What is asked
1. According to the book description, why do the English court and Katherine's parents have to find a new role for her?
2. In the book description, reproduce word for word the part that opens with the words containing "Set in the rich" and closes with "victory against Scotland.".

— begin Text excerpt —

Thus, bestselling author Philippa Gregory introduces one of her most unforgettable heroines: Katherine of Aragon. Known to history as the Queen who was pushed off her throne by Anne Boleyn, here is a Katherine the world has forgotten: the enchanting princess that all England loved. First married to Henry VIII's older brother, Arthur, Katherine's passion turns their arranged marriage into a love match; but when Arthur dies, the merciless English court and her ambitious parents -- the crusading King and Queen of Spain -- have to find a new role for the widow. Ultimately, it is Katherine herself who takes control of her own life by telling the most audacious lie in English history, leading her to the very pinnacle of power in England.
Set in the rich beauty of Moorish Spain and the glamour of the Tudor court, The Constant Princess presents a woman whose constancy helps her endure betrayal, poverty, and despair, until the inevitable moment when she steps into the role she has prepared for all her life: Henry VIII's Queen, Regent, and commander of the English army in their greatest victory against Scotland.

— end Text excerpt —
— begin Supplied entries —

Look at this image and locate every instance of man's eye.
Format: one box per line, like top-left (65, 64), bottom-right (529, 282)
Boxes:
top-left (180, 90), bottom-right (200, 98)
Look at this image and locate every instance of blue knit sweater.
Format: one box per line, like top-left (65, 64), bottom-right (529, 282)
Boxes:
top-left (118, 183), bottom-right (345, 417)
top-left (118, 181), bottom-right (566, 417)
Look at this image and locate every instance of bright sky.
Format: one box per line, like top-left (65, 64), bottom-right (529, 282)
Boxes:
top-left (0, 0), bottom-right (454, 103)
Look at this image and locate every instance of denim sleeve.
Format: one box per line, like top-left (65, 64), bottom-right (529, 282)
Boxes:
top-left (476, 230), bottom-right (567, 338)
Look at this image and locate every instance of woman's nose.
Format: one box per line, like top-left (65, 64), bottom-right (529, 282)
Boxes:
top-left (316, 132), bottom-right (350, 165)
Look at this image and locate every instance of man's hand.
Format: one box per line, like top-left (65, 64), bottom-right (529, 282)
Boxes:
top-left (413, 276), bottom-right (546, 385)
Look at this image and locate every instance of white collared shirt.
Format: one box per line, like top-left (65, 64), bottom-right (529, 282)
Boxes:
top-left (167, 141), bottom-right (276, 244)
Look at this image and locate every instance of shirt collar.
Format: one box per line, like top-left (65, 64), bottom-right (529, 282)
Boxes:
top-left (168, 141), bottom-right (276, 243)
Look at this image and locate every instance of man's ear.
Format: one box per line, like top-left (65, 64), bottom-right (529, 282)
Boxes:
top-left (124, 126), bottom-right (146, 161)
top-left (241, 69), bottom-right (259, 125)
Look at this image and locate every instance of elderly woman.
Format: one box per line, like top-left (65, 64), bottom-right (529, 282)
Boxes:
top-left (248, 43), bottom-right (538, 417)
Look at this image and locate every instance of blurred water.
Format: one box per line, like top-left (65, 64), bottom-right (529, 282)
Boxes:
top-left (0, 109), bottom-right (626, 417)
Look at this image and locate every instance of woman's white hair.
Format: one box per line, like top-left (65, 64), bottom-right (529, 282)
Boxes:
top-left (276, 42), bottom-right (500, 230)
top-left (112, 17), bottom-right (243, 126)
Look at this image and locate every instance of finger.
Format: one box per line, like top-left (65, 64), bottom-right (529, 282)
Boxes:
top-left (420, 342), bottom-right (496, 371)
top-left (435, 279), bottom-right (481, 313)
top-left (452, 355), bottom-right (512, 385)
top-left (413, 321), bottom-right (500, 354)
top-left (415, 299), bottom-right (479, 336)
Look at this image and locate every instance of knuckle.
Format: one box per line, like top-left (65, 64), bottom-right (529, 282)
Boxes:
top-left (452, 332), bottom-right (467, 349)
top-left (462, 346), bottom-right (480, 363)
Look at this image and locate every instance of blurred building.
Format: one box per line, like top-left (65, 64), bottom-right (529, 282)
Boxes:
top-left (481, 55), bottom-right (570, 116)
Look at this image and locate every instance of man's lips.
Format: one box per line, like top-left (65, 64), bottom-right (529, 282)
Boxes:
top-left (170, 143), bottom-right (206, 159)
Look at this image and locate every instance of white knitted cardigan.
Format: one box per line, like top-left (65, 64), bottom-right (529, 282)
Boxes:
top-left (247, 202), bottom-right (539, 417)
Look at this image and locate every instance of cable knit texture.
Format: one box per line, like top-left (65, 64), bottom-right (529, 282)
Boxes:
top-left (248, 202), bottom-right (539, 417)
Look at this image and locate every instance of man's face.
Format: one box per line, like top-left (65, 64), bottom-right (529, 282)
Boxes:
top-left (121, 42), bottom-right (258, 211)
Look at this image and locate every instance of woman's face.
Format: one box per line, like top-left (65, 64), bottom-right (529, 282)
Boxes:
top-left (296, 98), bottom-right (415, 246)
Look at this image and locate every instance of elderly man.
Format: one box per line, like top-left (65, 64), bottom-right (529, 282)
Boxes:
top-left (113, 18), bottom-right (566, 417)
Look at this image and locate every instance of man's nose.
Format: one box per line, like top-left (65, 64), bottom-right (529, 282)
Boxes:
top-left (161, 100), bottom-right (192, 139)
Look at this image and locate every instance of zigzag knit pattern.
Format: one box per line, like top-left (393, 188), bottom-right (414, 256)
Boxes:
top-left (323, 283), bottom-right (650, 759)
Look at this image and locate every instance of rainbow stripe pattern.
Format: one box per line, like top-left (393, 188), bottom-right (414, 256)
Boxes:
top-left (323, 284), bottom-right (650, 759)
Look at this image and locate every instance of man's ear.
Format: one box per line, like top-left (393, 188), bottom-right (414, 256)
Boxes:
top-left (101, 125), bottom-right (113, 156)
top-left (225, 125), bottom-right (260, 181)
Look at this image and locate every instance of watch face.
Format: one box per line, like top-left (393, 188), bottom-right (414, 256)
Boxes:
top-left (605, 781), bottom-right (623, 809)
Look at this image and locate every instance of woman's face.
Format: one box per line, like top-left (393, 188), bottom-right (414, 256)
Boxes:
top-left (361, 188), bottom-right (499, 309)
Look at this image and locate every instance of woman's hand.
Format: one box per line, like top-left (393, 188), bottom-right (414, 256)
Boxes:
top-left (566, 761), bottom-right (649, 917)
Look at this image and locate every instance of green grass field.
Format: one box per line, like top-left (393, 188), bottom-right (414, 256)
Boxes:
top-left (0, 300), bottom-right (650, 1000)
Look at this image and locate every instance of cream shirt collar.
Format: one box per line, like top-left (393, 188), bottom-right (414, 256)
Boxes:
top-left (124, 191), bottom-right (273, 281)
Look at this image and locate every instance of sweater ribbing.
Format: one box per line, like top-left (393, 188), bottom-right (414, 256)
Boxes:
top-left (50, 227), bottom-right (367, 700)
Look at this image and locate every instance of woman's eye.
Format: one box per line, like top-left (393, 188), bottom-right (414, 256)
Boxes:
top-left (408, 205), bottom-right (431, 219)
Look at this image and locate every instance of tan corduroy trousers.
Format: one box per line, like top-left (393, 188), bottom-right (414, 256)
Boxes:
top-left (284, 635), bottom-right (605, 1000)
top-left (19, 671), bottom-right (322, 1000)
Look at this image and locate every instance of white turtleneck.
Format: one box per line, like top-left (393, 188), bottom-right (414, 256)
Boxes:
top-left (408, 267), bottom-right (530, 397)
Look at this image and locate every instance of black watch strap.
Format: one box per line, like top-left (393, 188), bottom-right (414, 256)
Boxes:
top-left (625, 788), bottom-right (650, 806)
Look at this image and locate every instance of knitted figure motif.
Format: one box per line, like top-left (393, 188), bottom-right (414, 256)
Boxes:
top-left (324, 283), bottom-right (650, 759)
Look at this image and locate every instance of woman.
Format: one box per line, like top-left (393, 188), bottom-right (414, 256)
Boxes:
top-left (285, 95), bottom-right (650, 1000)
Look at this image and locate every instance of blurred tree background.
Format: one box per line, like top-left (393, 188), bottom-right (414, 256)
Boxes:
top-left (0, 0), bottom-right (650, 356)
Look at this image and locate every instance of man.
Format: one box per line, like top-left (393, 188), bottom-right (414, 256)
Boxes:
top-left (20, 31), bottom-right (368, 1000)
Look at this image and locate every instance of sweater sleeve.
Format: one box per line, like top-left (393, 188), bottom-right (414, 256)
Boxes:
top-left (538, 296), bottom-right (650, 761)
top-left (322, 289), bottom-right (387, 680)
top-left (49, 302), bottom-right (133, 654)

— end Supplied entries —

Outputs by task
1. Her husband Arthur, Henry VIII's older brother, dies, so Katherine is left a widow and needs a new role.

2.
Set in the rich beauty of Moorish Spain and the glamour of the Tudor court, The Constant Princess presents a woman whose constancy helps her endure betrayal, poverty, and despair, until the inevitable moment when she steps into the role she has prepared for all her life: Henry VIII's Queen, Regent, and commander of the English army in their greatest victory against Scotland.